→ **Action item**
Give back, word for word, the lines in the listing below from the one holding "target: <item>tiled floor</item>" down to the one holding "Trace the outline of every instance of the <item>tiled", both ends included.

•••••

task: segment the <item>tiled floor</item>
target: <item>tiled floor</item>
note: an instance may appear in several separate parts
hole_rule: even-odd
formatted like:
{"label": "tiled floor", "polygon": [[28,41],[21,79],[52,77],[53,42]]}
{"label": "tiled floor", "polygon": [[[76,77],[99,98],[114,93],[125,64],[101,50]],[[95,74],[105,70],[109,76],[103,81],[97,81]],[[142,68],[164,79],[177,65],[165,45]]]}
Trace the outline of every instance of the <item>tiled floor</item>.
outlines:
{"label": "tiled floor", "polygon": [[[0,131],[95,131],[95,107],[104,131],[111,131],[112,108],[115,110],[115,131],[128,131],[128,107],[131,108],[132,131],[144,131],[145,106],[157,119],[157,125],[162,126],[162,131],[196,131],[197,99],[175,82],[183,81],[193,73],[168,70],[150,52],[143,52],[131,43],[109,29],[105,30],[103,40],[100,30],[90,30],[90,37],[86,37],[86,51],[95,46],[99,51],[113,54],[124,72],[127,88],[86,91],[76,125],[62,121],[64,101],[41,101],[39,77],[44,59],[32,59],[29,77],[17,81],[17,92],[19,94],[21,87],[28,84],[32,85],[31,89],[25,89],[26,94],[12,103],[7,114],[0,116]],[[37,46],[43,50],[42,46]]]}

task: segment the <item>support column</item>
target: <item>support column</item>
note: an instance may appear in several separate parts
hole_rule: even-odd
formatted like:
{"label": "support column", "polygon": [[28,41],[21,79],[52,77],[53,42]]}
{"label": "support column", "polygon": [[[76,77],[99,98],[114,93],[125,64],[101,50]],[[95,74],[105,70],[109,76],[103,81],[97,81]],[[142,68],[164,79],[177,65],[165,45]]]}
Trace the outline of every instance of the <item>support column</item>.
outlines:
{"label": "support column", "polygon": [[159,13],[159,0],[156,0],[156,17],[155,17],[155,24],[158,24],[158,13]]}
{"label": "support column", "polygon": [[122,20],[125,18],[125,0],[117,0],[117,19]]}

•••••

→ **Exercise response**
target: <item>tiled floor</item>
note: an instance may appear in several separate parts
hole_rule: even-odd
formatted like:
{"label": "tiled floor", "polygon": [[28,41],[21,79],[52,77],[53,42]]}
{"label": "tiled floor", "polygon": [[[76,77],[99,98],[114,93],[125,64],[101,50]],[[95,74],[105,70],[109,76],[103,81],[97,81]],[[142,68],[164,79],[177,65],[165,45]]]}
Trace the outline of every instance of the <item>tiled floor</item>.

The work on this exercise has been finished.